WORK INSTRUCTION:
Look for the line that contains "Identify a point for each instance of the seat stitching"; output that line and every line after it exactly, through the final line of the material below, and nothing else.

RECORDED INFORMATION:
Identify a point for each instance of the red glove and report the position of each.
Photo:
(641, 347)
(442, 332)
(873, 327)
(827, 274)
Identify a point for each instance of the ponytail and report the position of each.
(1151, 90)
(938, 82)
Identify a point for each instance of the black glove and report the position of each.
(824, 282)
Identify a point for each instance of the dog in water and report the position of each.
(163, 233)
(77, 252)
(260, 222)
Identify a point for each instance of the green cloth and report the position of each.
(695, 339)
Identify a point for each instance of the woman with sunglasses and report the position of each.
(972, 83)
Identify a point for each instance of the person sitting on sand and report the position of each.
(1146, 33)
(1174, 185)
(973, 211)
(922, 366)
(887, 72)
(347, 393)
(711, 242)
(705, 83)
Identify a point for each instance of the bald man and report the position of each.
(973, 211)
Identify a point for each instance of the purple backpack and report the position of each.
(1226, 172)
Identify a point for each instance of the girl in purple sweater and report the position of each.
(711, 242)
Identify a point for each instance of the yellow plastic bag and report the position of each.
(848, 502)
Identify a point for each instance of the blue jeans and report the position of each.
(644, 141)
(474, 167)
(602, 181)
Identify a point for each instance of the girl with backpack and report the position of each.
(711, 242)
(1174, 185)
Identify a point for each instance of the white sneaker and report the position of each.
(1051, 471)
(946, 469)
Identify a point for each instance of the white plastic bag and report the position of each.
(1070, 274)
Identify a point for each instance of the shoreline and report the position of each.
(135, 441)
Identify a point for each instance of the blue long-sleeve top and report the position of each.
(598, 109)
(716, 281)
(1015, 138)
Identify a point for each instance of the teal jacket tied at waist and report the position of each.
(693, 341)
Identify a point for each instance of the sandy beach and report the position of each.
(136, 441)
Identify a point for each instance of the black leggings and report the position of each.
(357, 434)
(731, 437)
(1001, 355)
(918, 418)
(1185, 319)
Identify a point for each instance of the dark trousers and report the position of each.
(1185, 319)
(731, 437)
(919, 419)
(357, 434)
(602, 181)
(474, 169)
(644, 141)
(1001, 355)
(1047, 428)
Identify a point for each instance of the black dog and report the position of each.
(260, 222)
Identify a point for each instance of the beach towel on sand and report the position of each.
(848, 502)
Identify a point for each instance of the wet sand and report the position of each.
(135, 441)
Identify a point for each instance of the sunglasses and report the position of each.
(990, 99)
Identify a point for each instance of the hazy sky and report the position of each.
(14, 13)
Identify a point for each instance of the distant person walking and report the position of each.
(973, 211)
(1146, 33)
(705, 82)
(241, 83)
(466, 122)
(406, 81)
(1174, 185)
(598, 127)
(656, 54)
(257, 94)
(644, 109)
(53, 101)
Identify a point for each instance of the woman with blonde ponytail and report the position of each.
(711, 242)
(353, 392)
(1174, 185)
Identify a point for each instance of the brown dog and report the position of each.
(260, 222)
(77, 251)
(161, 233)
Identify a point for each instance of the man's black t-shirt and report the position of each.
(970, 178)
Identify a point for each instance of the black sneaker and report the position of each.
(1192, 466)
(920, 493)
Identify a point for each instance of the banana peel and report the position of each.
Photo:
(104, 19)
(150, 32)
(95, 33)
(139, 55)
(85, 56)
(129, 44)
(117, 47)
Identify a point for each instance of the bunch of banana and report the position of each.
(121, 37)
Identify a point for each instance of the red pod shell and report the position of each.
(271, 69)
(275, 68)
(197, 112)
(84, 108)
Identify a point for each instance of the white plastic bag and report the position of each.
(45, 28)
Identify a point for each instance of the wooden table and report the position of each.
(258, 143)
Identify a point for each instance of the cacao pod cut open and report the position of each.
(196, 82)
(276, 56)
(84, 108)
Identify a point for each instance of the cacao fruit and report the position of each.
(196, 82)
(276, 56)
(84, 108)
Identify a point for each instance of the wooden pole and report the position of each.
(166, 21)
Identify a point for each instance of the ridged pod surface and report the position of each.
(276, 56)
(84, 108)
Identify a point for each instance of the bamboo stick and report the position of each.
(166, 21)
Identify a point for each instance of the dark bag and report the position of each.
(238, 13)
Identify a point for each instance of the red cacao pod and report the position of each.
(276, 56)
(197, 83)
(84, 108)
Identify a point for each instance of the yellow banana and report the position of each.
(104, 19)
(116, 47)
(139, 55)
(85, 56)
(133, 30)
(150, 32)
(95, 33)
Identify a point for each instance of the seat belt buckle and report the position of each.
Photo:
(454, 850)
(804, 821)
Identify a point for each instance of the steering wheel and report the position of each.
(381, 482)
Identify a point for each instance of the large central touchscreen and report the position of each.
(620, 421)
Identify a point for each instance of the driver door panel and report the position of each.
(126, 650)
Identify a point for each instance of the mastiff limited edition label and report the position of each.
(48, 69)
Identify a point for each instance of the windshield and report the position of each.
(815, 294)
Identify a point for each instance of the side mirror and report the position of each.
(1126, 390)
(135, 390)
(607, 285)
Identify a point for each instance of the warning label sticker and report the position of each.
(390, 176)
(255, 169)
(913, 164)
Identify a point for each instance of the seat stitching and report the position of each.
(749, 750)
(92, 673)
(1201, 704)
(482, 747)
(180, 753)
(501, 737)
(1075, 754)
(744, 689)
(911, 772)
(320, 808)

EXERCISE SOLUTION:
Identify a point for each instance of the seat stitching and report the position of each.
(749, 750)
(92, 673)
(1201, 704)
(482, 747)
(180, 753)
(501, 737)
(1075, 754)
(744, 689)
(911, 772)
(320, 808)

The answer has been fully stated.